Records drawn from a dataset
○ ○ ○
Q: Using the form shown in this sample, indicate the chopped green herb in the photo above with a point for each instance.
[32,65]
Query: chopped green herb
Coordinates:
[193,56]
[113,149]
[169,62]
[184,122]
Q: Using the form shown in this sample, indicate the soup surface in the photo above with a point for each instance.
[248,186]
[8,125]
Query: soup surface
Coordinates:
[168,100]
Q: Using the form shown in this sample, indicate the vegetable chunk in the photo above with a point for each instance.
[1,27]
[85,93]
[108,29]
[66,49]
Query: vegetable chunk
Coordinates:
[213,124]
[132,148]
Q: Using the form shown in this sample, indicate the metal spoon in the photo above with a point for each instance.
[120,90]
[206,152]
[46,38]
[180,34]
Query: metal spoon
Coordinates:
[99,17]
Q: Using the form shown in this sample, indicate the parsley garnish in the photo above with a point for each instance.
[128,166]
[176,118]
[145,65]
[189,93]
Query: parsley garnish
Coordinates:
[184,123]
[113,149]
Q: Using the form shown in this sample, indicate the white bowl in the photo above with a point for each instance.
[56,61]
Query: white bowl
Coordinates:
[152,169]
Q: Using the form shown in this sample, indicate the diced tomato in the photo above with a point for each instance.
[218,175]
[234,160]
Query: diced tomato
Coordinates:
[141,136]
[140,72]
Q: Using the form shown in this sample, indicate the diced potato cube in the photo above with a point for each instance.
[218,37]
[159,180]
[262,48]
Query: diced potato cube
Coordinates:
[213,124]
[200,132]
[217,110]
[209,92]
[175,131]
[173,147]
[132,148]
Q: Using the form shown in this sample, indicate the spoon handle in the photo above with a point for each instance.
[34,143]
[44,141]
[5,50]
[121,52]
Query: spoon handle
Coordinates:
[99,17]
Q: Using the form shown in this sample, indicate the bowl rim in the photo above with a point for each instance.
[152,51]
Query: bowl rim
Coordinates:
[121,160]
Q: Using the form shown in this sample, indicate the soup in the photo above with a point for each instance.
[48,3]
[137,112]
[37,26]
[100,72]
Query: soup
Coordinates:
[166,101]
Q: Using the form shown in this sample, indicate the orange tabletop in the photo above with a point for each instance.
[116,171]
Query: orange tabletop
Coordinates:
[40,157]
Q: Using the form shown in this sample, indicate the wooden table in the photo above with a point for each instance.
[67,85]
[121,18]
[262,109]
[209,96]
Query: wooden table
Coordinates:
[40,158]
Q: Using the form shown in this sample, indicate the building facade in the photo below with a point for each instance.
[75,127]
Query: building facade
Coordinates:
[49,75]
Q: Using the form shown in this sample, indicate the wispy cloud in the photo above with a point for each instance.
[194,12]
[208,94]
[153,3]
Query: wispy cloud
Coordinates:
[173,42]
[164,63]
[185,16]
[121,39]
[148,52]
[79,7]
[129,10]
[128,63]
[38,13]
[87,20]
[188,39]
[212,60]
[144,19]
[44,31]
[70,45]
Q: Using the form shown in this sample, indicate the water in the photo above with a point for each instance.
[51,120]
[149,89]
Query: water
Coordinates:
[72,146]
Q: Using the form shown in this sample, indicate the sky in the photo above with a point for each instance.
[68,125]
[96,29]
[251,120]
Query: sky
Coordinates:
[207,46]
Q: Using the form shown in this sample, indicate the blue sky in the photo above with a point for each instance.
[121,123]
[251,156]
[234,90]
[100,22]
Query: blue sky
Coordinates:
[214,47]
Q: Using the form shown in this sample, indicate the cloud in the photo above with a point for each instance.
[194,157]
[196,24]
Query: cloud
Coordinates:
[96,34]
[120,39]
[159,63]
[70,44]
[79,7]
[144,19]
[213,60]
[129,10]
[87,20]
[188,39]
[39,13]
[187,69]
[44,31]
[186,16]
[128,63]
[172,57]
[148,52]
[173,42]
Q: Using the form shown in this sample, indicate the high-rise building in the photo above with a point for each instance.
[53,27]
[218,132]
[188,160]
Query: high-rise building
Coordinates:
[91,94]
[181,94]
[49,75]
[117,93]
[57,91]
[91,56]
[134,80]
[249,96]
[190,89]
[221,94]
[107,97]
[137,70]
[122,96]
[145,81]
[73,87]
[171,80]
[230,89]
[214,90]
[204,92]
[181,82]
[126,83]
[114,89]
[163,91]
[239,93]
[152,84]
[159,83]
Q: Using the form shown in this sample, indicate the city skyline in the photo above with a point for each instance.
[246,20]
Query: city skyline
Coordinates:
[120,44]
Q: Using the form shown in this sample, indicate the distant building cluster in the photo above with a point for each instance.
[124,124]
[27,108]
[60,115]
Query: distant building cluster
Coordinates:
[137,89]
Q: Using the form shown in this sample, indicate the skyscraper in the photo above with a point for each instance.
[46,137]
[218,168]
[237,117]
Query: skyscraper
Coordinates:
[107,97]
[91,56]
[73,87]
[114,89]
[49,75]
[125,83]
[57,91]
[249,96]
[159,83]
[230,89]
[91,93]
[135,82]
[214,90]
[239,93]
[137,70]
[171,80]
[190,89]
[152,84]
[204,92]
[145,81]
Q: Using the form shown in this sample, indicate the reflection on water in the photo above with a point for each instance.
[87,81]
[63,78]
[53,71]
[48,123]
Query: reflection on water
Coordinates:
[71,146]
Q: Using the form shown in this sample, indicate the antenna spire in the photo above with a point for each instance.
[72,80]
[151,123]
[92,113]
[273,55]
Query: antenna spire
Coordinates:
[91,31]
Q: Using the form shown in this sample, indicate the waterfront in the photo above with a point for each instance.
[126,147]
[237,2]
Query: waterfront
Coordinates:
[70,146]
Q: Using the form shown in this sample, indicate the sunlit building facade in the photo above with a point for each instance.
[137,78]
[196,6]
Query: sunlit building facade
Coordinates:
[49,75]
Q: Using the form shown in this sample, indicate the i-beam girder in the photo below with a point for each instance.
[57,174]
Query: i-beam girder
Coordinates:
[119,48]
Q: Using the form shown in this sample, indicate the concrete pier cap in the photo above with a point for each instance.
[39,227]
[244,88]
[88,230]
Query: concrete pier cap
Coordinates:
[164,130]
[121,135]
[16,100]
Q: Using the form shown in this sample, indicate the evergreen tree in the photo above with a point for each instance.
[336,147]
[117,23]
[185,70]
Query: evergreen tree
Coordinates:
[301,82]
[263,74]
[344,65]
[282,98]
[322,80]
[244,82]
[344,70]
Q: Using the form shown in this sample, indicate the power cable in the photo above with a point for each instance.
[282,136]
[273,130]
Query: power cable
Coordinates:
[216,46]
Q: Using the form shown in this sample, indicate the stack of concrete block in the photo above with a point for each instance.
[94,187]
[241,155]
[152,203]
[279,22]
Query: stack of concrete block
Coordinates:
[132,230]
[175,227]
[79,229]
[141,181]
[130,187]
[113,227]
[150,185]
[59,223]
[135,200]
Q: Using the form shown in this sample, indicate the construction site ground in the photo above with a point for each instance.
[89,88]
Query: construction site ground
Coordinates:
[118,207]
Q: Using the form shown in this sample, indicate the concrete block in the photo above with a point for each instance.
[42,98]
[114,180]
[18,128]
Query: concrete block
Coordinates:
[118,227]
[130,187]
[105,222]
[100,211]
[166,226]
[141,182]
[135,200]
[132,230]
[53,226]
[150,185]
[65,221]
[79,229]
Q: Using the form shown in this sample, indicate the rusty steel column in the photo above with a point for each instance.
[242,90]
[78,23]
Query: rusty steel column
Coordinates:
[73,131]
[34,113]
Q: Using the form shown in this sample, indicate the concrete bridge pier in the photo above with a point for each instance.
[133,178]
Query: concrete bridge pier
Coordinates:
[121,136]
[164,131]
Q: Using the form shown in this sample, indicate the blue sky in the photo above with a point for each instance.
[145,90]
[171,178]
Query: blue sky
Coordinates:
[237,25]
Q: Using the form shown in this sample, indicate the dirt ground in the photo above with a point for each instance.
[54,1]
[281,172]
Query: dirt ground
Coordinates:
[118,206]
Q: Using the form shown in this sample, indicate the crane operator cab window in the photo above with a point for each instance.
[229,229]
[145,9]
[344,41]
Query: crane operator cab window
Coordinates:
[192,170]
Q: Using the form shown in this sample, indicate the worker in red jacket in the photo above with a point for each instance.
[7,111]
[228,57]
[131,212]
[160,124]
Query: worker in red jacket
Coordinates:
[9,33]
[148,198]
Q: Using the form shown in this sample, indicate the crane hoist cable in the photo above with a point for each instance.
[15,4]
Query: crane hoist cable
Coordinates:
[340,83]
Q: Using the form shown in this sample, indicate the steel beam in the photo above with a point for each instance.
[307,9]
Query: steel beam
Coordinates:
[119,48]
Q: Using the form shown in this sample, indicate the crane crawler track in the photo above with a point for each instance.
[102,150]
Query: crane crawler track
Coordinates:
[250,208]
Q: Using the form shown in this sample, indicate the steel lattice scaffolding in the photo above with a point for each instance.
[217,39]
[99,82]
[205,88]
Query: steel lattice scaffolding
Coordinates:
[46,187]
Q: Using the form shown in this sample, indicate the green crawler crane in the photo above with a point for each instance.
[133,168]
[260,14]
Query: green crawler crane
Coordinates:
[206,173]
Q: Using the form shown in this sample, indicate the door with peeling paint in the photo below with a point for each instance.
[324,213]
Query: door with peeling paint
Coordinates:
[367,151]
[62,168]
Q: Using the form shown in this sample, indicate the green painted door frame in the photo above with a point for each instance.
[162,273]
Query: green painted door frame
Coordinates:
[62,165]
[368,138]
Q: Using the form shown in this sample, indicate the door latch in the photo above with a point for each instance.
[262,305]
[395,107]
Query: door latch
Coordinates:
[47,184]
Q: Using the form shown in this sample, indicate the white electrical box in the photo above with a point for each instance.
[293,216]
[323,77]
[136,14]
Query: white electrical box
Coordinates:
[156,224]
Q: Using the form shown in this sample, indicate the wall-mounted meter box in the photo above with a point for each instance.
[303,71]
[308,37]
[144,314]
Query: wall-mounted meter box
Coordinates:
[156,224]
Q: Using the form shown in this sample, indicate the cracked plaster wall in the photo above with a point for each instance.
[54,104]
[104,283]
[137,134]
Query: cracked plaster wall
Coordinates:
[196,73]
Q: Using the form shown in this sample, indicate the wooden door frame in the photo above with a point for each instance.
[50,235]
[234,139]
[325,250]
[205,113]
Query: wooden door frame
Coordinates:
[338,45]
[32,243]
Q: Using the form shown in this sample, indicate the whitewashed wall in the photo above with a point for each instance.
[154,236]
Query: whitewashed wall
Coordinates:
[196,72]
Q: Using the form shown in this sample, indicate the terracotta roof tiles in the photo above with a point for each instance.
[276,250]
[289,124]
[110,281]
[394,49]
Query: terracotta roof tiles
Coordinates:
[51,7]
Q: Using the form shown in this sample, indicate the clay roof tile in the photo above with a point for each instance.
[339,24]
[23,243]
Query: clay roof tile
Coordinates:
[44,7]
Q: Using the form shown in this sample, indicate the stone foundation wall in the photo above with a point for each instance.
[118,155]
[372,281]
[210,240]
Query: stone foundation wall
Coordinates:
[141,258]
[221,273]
○ ○ ○
Whenever a line in the entries above includes the word "stack", pull that line out.

Output for this task:
Q: Using the form shown in this sample, indicate the stack of concrete block in the photo above with a point for each instance.
Query: stack of concrete block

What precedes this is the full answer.